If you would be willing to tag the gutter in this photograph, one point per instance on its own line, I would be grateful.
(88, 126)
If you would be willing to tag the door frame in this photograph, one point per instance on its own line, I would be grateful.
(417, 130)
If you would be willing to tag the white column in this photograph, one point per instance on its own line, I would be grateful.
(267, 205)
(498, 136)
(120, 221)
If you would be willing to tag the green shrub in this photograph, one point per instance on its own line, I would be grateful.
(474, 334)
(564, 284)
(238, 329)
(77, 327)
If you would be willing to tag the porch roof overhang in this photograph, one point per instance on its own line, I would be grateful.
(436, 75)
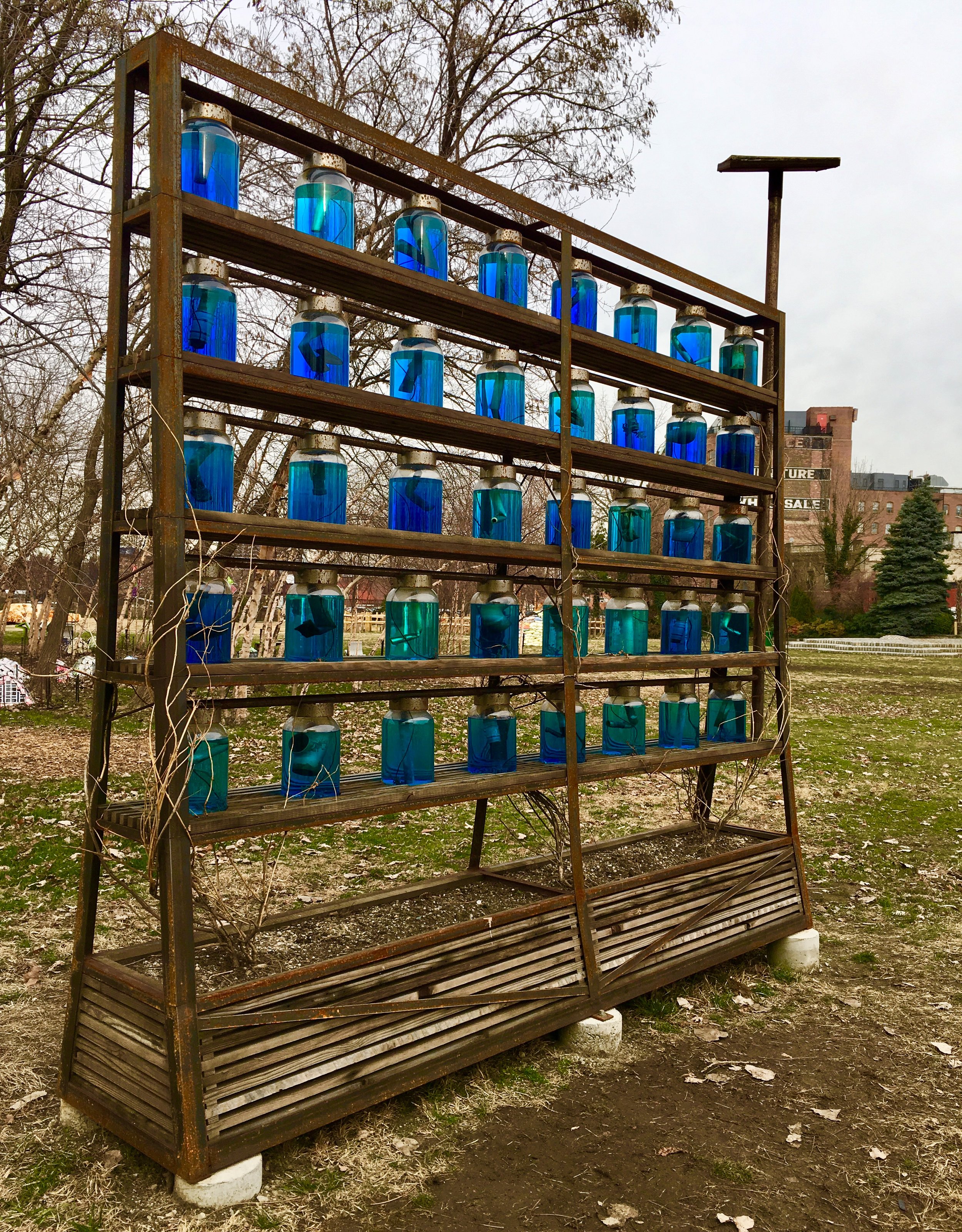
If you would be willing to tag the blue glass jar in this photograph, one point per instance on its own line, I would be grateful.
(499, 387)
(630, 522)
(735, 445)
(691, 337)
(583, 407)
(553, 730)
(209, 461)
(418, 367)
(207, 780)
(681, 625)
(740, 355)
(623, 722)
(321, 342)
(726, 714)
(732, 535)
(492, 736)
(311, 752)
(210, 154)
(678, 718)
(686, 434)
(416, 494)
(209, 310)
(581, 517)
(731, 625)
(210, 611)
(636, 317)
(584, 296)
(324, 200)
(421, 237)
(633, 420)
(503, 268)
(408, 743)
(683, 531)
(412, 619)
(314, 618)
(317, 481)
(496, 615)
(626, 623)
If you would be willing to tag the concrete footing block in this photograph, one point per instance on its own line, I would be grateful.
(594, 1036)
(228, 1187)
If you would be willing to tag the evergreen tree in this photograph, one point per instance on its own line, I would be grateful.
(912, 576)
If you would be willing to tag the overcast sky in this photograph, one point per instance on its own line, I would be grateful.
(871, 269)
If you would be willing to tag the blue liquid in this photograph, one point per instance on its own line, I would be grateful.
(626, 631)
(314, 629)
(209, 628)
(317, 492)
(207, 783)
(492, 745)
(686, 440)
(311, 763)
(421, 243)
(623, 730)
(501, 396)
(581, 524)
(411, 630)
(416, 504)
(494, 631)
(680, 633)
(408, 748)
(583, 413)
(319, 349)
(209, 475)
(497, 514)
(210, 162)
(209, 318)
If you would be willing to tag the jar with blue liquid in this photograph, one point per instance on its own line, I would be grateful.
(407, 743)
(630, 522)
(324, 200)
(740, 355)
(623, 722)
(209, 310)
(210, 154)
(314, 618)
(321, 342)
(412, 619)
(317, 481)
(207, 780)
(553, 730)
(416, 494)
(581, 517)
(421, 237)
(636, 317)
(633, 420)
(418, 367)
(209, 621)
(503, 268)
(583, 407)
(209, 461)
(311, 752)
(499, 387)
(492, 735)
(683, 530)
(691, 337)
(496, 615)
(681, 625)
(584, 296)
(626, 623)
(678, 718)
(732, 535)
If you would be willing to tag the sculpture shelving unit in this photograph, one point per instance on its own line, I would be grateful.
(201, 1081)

- - -

__Written exercise__. Find the line containing "If you would be willing to tag the concrete". Reproduce it exactly, along with every line after it through the last.

__Output for this task__.
If you would be willing to tag the concrete footing block in this photograph, one point per instance on its own line, I would be grateful.
(594, 1036)
(228, 1187)
If you would be willing to tag the evergreen tree in this photograph, one point per instance on its own line, I would be grateful.
(912, 576)
If you would be willing to tag the overcast sky in this photograph, one point per instance on its own line, I would be grateful.
(871, 269)
If you would be willing to tag the blue liquid in this photograph, one point per instance on its own line, I would be grateful.
(626, 631)
(314, 629)
(209, 628)
(317, 492)
(207, 783)
(492, 745)
(686, 440)
(311, 763)
(421, 243)
(623, 730)
(501, 396)
(581, 524)
(411, 630)
(416, 504)
(494, 631)
(680, 633)
(408, 748)
(583, 413)
(319, 349)
(209, 475)
(497, 514)
(210, 162)
(209, 318)
If you would be willing to tag the jar with blue liquid in this photograph, one point per instance on its own line, I would be grateful.
(407, 743)
(630, 522)
(324, 200)
(740, 355)
(623, 722)
(209, 310)
(210, 154)
(314, 618)
(321, 342)
(412, 619)
(317, 481)
(207, 780)
(553, 730)
(416, 494)
(581, 517)
(421, 237)
(636, 317)
(633, 420)
(418, 367)
(209, 621)
(503, 268)
(583, 407)
(209, 461)
(311, 752)
(499, 387)
(492, 735)
(683, 530)
(691, 337)
(496, 615)
(681, 625)
(584, 296)
(626, 623)
(678, 718)
(732, 535)
If you would be willing to tag the sculpture shelving unit in this photograph, one point per instance on its own line, I would be grateful.
(201, 1081)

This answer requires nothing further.